Required task:
Turn everything from the start of the items below down to the line containing "pixel 159 207", both included, into a Markdown table with the columns Row and Line. Number each line, and leave out blank lines.

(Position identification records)

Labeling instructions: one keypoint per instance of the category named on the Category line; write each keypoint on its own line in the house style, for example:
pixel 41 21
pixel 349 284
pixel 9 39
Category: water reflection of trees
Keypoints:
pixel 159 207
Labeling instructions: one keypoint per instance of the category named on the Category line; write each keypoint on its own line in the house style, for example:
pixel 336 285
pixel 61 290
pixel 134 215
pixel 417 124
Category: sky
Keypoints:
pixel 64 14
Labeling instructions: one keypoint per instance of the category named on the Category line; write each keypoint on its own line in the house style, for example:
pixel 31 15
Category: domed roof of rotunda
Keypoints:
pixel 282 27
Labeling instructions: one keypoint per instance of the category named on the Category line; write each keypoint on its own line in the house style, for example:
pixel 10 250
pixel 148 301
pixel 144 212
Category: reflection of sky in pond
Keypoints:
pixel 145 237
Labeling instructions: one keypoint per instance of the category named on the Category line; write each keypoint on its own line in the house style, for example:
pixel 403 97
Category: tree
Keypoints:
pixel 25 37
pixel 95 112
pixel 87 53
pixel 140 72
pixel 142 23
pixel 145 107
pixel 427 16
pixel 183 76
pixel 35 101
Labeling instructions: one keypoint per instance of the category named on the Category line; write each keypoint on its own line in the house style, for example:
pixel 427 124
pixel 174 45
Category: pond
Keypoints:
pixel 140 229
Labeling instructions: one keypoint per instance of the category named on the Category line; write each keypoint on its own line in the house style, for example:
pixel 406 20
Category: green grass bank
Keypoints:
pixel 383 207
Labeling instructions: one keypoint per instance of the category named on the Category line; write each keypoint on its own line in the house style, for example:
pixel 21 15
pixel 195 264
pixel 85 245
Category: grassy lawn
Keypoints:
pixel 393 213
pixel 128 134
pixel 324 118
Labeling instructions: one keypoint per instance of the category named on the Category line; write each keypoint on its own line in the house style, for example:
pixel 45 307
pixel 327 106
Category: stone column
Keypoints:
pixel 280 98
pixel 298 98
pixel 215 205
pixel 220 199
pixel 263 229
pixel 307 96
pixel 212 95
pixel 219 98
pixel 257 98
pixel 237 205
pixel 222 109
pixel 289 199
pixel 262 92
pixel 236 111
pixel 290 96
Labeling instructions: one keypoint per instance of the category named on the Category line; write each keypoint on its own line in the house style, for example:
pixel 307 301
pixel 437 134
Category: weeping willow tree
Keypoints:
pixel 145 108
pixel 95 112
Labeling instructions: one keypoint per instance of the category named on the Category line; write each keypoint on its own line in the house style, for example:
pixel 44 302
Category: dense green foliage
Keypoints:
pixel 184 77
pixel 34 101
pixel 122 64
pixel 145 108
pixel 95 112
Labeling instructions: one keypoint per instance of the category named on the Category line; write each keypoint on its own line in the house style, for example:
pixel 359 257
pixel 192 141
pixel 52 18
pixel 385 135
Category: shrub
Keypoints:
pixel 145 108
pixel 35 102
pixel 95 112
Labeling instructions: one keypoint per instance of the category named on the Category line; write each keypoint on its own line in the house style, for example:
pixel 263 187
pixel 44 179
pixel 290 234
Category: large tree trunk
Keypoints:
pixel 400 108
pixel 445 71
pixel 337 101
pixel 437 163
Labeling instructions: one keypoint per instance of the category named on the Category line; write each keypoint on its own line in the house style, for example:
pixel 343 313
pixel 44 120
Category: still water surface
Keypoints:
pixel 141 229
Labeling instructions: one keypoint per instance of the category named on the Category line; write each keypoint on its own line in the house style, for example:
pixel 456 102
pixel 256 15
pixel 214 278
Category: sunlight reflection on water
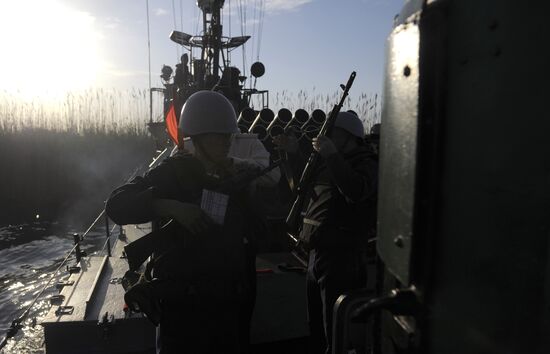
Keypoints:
pixel 28 256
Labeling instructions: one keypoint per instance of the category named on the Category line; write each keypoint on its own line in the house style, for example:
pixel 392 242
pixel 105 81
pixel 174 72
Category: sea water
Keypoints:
pixel 29 255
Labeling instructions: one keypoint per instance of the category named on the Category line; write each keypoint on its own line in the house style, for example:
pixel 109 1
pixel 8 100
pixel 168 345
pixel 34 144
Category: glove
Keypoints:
pixel 324 146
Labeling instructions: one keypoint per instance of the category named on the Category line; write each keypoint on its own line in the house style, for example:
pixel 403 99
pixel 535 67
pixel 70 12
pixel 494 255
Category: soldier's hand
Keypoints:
pixel 287 143
pixel 191 217
pixel 324 146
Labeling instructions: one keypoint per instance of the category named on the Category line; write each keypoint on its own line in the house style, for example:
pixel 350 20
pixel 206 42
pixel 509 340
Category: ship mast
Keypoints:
pixel 212 38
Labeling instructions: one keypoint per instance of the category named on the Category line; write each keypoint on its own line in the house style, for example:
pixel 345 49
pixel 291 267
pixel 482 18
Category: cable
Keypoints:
pixel 175 26
pixel 149 62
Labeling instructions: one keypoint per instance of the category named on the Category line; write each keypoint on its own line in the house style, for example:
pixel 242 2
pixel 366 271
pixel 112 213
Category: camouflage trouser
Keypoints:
pixel 330 274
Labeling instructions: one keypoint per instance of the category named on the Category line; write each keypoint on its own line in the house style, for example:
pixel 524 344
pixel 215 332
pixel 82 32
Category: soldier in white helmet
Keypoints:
pixel 339 216
pixel 202 272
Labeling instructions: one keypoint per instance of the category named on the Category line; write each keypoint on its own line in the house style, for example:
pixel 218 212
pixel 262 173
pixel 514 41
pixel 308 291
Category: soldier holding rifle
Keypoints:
pixel 202 291
pixel 338 215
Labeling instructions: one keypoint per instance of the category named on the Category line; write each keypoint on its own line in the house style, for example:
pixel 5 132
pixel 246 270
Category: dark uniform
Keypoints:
pixel 202 276
pixel 339 217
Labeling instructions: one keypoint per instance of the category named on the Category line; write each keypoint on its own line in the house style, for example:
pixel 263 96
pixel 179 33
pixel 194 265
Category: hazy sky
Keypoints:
pixel 57 45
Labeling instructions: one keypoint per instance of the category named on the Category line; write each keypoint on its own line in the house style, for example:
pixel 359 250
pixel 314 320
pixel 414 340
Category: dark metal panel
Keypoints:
pixel 487 294
pixel 398 150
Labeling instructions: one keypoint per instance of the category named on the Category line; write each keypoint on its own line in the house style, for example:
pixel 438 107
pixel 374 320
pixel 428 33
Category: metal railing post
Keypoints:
pixel 108 234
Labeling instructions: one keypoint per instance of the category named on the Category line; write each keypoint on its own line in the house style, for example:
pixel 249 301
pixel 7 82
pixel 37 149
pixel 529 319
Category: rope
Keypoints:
pixel 149 62
pixel 175 26
pixel 261 27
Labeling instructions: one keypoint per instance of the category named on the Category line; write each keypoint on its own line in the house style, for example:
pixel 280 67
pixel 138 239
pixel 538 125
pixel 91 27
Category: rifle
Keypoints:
pixel 294 216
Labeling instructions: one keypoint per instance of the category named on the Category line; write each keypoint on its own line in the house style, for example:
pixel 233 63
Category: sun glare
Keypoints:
pixel 48 48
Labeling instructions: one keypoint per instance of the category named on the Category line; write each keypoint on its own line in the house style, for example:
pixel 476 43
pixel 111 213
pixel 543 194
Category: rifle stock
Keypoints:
pixel 295 214
pixel 156 241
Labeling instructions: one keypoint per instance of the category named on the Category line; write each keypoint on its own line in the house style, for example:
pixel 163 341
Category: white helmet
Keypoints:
pixel 207 112
pixel 351 123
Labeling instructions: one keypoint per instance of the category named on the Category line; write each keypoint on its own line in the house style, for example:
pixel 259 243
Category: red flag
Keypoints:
pixel 172 123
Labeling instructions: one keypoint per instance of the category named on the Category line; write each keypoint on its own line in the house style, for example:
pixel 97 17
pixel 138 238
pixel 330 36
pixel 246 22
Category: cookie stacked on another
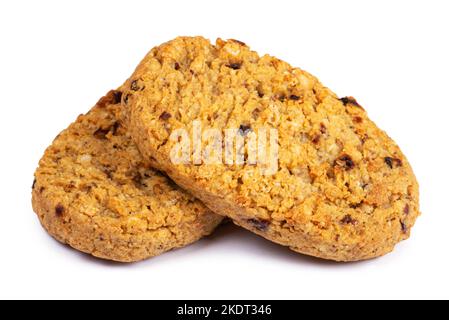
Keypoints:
pixel 341 189
pixel 335 186
pixel 94 191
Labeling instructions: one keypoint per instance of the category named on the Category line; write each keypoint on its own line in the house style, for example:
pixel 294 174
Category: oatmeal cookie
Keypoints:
pixel 94 192
pixel 342 189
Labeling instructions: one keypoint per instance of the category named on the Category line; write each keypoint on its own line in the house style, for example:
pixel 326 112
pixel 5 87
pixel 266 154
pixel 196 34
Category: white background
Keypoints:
pixel 58 57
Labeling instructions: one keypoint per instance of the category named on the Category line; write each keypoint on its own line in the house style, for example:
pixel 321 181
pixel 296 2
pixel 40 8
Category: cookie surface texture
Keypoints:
pixel 341 188
pixel 94 192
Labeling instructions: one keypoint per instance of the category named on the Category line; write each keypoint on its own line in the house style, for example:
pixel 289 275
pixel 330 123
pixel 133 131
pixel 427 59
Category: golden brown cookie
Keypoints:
pixel 93 191
pixel 341 188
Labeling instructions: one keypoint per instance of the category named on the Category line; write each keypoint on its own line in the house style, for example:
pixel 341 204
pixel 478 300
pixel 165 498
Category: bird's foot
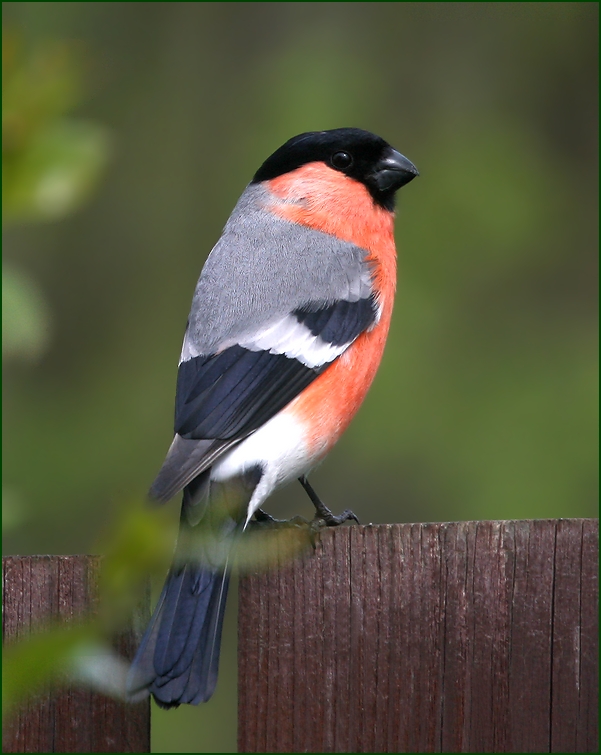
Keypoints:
pixel 322 512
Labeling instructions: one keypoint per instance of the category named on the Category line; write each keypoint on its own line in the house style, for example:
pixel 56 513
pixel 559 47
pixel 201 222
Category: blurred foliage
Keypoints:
pixel 486 402
pixel 50 162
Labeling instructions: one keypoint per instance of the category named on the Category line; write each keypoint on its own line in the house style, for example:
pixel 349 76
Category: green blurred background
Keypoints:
pixel 486 403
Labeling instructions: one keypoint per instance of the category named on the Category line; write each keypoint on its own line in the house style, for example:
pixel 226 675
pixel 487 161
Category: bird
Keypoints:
pixel 286 331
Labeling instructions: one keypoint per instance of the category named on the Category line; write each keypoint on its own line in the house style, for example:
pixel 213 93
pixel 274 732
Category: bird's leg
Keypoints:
pixel 322 511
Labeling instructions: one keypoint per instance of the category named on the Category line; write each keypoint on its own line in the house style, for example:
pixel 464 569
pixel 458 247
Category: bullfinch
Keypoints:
pixel 286 331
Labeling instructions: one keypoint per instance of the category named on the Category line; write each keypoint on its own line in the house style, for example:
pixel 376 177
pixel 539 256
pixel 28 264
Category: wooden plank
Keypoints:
pixel 457 637
pixel 75 719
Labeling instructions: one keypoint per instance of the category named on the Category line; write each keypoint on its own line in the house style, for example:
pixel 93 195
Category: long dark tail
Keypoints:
pixel 178 658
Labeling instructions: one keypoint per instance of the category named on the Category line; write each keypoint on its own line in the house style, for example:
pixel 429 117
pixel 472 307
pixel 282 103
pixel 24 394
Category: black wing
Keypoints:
pixel 221 398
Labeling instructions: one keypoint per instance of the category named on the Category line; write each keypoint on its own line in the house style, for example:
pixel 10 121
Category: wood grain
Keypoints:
pixel 35 589
pixel 460 637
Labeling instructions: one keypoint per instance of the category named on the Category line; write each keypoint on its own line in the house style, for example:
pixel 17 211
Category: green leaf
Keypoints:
pixel 25 317
pixel 56 173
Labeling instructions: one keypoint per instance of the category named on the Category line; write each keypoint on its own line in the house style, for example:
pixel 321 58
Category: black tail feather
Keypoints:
pixel 178 658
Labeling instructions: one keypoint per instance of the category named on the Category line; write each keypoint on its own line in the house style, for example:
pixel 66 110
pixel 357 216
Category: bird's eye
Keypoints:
pixel 341 160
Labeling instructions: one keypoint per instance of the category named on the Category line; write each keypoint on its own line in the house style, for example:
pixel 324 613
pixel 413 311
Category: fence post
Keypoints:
pixel 460 637
pixel 67 719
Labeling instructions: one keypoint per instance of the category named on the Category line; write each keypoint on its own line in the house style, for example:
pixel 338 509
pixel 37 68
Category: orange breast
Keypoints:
pixel 328 201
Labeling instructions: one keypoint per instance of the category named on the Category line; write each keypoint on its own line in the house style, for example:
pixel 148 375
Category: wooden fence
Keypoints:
pixel 70 719
pixel 463 637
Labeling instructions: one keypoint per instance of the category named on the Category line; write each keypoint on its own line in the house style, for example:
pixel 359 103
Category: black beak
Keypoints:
pixel 394 171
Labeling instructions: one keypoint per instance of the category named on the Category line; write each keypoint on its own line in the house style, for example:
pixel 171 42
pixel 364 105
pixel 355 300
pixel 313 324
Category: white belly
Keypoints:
pixel 278 447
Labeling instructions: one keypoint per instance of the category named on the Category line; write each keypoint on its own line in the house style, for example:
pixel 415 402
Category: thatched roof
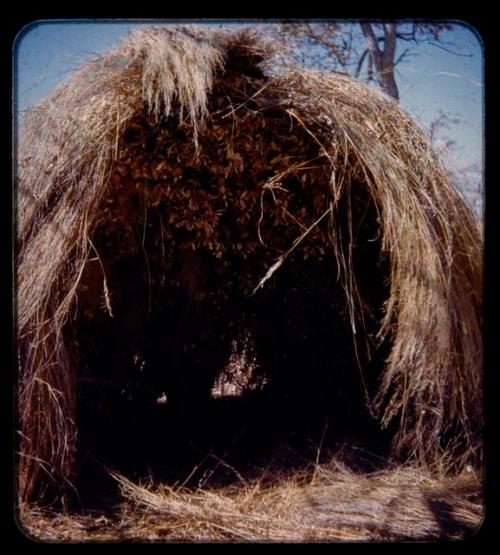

Result of the exercise:
| Row | Line |
|---|---|
| 1 | Labeling instructions: one keypoint per instance of the category named on the Category line; write each keypoint on its own line in the house style, for example: |
| 2 | pixel 41 21 |
| 3 | pixel 349 284 |
| 4 | pixel 9 39 |
| 5 | Category: water reflection of trees |
| 6 | Keypoints: |
| 7 | pixel 159 207 |